AIM:
Put the stretch from the start of the records through the line containing "[[[250,153],[231,153],[228,159],[232,168],[244,168],[251,162]]]" into a JSON list of strings, one string per line, with blank lines skipped. Leave the pictures out of the list.

______________________________

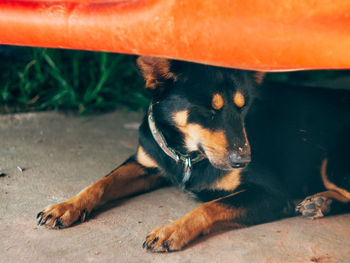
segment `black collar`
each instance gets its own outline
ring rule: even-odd
[[[182,183],[186,183],[190,177],[192,172],[192,164],[198,163],[205,159],[205,156],[201,153],[198,153],[195,157],[191,157],[189,154],[182,154],[175,149],[168,146],[163,134],[156,127],[156,124],[153,119],[153,110],[152,104],[148,109],[148,126],[151,130],[152,136],[159,147],[163,150],[163,152],[168,155],[170,158],[175,160],[176,163],[180,161],[184,164],[184,174],[182,177]]]

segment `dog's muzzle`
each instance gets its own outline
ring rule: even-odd
[[[250,153],[231,153],[228,159],[232,168],[244,168],[251,162]]]

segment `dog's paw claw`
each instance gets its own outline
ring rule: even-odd
[[[50,205],[37,214],[37,224],[47,225],[52,228],[64,228],[72,225],[80,219],[81,222],[87,220],[89,211],[81,209],[76,202],[65,201],[59,204]]]
[[[295,212],[304,217],[319,218],[327,215],[331,210],[332,199],[327,199],[321,195],[305,198],[295,207]]]

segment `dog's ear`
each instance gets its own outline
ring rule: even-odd
[[[137,65],[146,81],[146,88],[156,89],[167,81],[175,80],[170,71],[170,61],[165,58],[140,56]]]
[[[258,84],[261,84],[264,81],[264,77],[265,77],[265,72],[262,71],[257,71],[254,73],[254,79],[255,82]]]

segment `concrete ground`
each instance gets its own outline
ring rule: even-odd
[[[198,205],[175,188],[108,204],[71,228],[38,227],[41,209],[133,153],[140,119],[130,112],[0,116],[0,262],[350,262],[350,214],[289,218],[213,234],[181,252],[148,253],[141,245],[153,228]]]

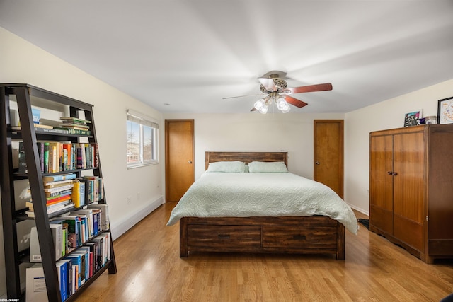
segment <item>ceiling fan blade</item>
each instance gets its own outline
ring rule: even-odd
[[[299,108],[302,108],[302,107],[306,106],[307,105],[309,105],[305,102],[302,102],[302,100],[297,100],[297,98],[294,98],[293,97],[289,95],[285,95],[285,99],[289,104],[293,105]]]
[[[274,80],[272,79],[258,78],[258,79],[268,91],[275,91],[277,90]]]
[[[332,84],[330,83],[325,83],[323,84],[309,85],[307,86],[294,87],[292,88],[287,88],[287,89],[291,91],[291,93],[302,93],[303,92],[331,91]]]
[[[263,93],[258,94],[248,94],[247,95],[238,95],[238,96],[229,96],[227,98],[222,98],[222,100],[227,100],[229,98],[245,98],[246,96],[255,96],[255,95],[265,95]]]

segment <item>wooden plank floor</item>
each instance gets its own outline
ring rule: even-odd
[[[426,265],[360,226],[334,256],[193,253],[166,204],[114,242],[118,272],[77,301],[438,301],[453,292],[453,260]],[[367,218],[357,214],[357,218]]]

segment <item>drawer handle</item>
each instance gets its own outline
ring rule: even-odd
[[[294,235],[294,236],[292,236],[292,238],[295,240],[306,240],[306,238],[305,237],[305,235],[300,235],[300,234]]]
[[[229,239],[229,235],[228,234],[219,234],[217,235],[219,239]]]

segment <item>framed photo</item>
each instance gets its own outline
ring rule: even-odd
[[[453,123],[453,97],[439,100],[437,124]]]
[[[423,115],[423,109],[406,113],[404,115],[404,127],[417,126],[418,124],[418,119],[422,118]]]

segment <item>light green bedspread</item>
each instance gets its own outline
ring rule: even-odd
[[[182,217],[323,215],[357,234],[354,212],[333,190],[292,173],[205,173],[173,209],[167,226]]]

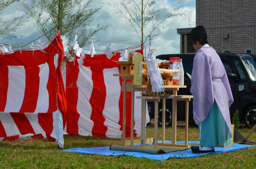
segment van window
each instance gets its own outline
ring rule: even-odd
[[[228,73],[232,73],[232,70],[226,61],[222,61],[222,63],[223,64],[223,65],[224,66],[224,68],[225,68],[225,70],[226,71],[227,74]]]
[[[256,81],[256,63],[253,59],[250,58],[242,58],[243,63],[251,79]]]
[[[243,69],[241,67],[241,65],[240,64],[240,63],[239,63],[237,58],[234,58],[234,61],[235,62],[235,65],[236,65],[236,67],[238,72],[238,73],[240,76],[240,78],[242,80],[246,80],[246,77],[245,77],[245,75],[243,71]]]

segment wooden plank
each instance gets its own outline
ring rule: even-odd
[[[154,138],[147,138],[145,140],[145,143],[150,143],[154,142]],[[141,140],[140,139],[136,139],[133,140],[133,145],[135,144],[140,144]],[[123,144],[123,141],[121,141],[121,145]],[[125,145],[131,145],[131,140],[125,140],[124,142]]]
[[[185,145],[184,144],[174,144],[172,143],[161,143],[161,142],[158,142],[157,145],[178,147],[185,147],[186,148],[189,148],[189,145]]]

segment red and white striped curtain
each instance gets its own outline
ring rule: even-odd
[[[137,51],[140,52],[139,51]],[[68,113],[65,129],[68,134],[95,136],[120,137],[123,128],[123,94],[120,65],[116,53],[111,59],[105,54],[85,54],[84,63],[79,65],[78,57],[66,64],[64,81]],[[140,96],[141,92],[135,92]],[[131,135],[131,93],[127,92],[126,103],[126,136]],[[136,96],[135,96],[136,98]],[[135,136],[140,134],[141,101],[135,99]],[[149,122],[148,114],[147,121]]]
[[[59,34],[47,53],[0,53],[0,137],[42,134],[63,147],[67,108]]]

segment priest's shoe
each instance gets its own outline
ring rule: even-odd
[[[199,146],[191,146],[191,150],[193,153],[210,153],[211,152],[214,152],[215,151],[214,149],[211,150],[200,150],[199,149]]]

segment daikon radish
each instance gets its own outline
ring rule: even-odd
[[[160,68],[160,70],[163,72],[166,72],[172,73],[177,73],[180,72],[180,70],[178,69],[166,69],[161,68]]]

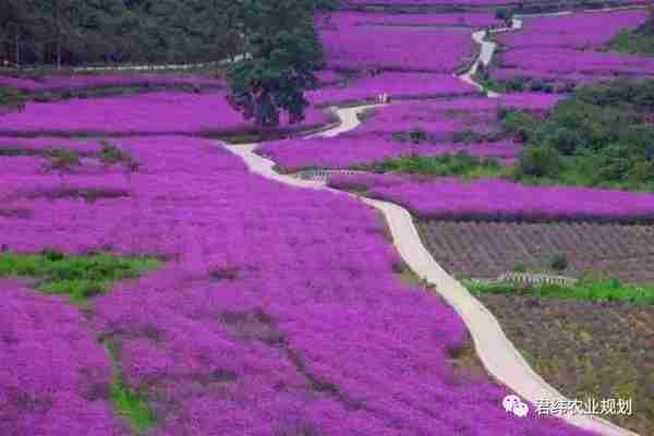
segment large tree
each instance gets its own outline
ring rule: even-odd
[[[317,86],[323,53],[314,0],[241,0],[237,23],[246,55],[229,68],[229,104],[262,129],[304,119],[304,92]]]

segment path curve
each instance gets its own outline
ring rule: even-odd
[[[488,66],[493,61],[493,57],[495,56],[495,50],[497,49],[497,44],[489,41],[486,39],[488,34],[499,34],[504,32],[514,32],[520,31],[523,25],[524,19],[535,19],[542,16],[567,16],[576,13],[602,13],[602,12],[611,12],[611,11],[627,11],[627,10],[638,10],[638,9],[649,9],[649,5],[633,5],[633,7],[618,7],[618,8],[604,8],[604,9],[588,9],[580,11],[560,11],[560,12],[545,12],[545,13],[536,13],[536,14],[514,14],[511,17],[511,26],[510,27],[496,27],[489,31],[479,31],[472,34],[472,39],[481,46],[480,56],[474,61],[474,63],[470,66],[470,69],[460,74],[458,77],[468,83],[469,85],[474,86],[489,98],[498,98],[501,97],[501,94],[498,94],[494,90],[486,89],[480,83],[475,82],[473,76],[476,74],[480,64],[484,66]]]
[[[378,105],[337,109],[341,124],[319,133],[322,136],[336,136],[354,129],[361,122],[356,114]],[[313,135],[315,136],[315,135]],[[340,195],[351,195],[365,204],[380,210],[392,234],[395,246],[407,265],[421,278],[434,284],[438,292],[459,314],[465,323],[474,342],[474,348],[486,371],[532,404],[538,400],[568,401],[558,390],[549,386],[536,374],[522,354],[507,338],[499,322],[493,314],[459,281],[451,277],[423,245],[419,232],[413,225],[411,214],[392,203],[362,197],[356,194],[335,190],[323,181],[302,180],[275,171],[275,162],[254,153],[258,144],[229,145],[221,144],[228,150],[240,156],[251,171],[265,178],[292,186],[325,190]],[[499,405],[498,405],[499,407]],[[535,413],[532,411],[530,413]],[[619,426],[592,415],[564,415],[568,423],[604,436],[639,436]]]

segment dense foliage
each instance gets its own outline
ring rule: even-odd
[[[505,126],[524,140],[518,177],[536,182],[654,189],[654,81],[580,88],[544,122],[518,111]]]
[[[2,0],[0,60],[185,62],[235,55],[229,0]]]
[[[290,123],[304,120],[304,92],[317,87],[323,60],[314,28],[313,0],[238,3],[237,20],[245,34],[245,56],[228,71],[232,108],[263,128],[277,126],[280,112]]]
[[[609,47],[626,53],[654,56],[654,10],[635,31],[625,29],[616,35]]]

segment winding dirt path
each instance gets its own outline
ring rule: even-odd
[[[608,12],[611,10],[622,10],[633,8],[615,8],[608,10],[594,10],[592,12]],[[586,11],[580,11],[586,12]],[[591,12],[591,11],[588,11]],[[469,71],[461,74],[459,78],[469,83],[480,90],[486,93],[491,98],[500,97],[500,94],[486,90],[472,77],[477,72],[480,64],[487,66],[493,60],[496,44],[486,40],[488,33],[511,32],[522,28],[522,19],[530,16],[558,16],[569,15],[572,12],[565,11],[548,14],[535,15],[516,15],[511,27],[495,28],[492,31],[475,32],[472,37],[481,45],[480,56],[472,64]],[[311,136],[336,136],[356,128],[361,122],[356,114],[365,109],[379,106],[370,105],[353,108],[336,109],[340,119],[340,124],[334,129]],[[493,314],[459,281],[451,277],[436,261],[427,249],[423,245],[417,229],[413,223],[411,214],[392,203],[382,202],[373,198],[362,197],[355,194],[344,193],[326,186],[324,181],[302,180],[291,175],[280,174],[275,171],[272,162],[254,153],[258,144],[249,145],[227,145],[230,152],[243,158],[247,167],[268,179],[276,180],[292,186],[326,190],[341,195],[352,195],[365,204],[380,210],[392,234],[395,246],[407,265],[421,278],[428,283],[434,284],[438,292],[461,316],[465,323],[472,339],[475,351],[484,364],[486,371],[497,380],[521,396],[532,404],[538,401],[561,401],[564,404],[569,400],[554,387],[548,385],[538,374],[536,374],[522,354],[516,349],[513,343],[507,338],[499,322]],[[498,404],[498,407],[500,407]],[[530,411],[530,413],[536,413]],[[639,436],[637,433],[621,428],[609,421],[593,415],[572,415],[564,414],[561,419],[580,428],[594,432],[604,436]]]
[[[329,131],[323,132],[323,136],[336,136],[360,124],[356,113],[371,108],[362,106],[358,108],[338,109],[337,114],[341,124]],[[465,323],[475,351],[483,362],[486,371],[509,389],[521,396],[532,404],[538,400],[568,401],[559,391],[549,386],[526,363],[522,354],[513,347],[501,329],[498,320],[491,312],[460,282],[448,275],[434,261],[429,252],[423,245],[417,229],[409,211],[396,204],[380,202],[377,199],[361,197],[354,194],[346,194],[342,191],[326,186],[323,181],[302,180],[291,175],[280,174],[275,171],[275,162],[254,153],[258,144],[227,145],[231,153],[240,156],[247,167],[268,179],[286,183],[292,186],[326,190],[341,195],[352,195],[364,203],[380,210],[390,228],[393,243],[402,259],[421,278],[436,287],[438,292],[461,316]],[[500,407],[498,404],[498,407]],[[531,411],[530,413],[535,413]],[[570,424],[595,432],[605,436],[639,436],[635,433],[620,428],[619,426],[591,415],[564,415],[561,416]]]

______________________________

RESULT BELOW:
[
  "segment `black collar`",
  "each instance gets its own outline",
  "ring rule: even-odd",
  "[[[182,183],[186,183],[190,177],[192,172],[192,164],[198,163],[205,159],[205,156],[201,153],[198,153],[195,157],[191,157],[189,154],[182,154],[175,149],[168,146],[163,134],[156,127],[156,124],[153,119],[153,110],[152,104],[148,109],[148,126],[151,130],[152,136],[159,147],[163,150],[163,152],[168,155],[170,158],[175,160],[176,163],[180,161],[184,164],[184,174],[182,177]]]",
  "segment `dog's muzzle`",
  "each instance gets its own outline",
  "ring rule: even-odd",
  "[[[250,153],[231,153],[228,159],[232,168],[244,168],[251,162]]]"
]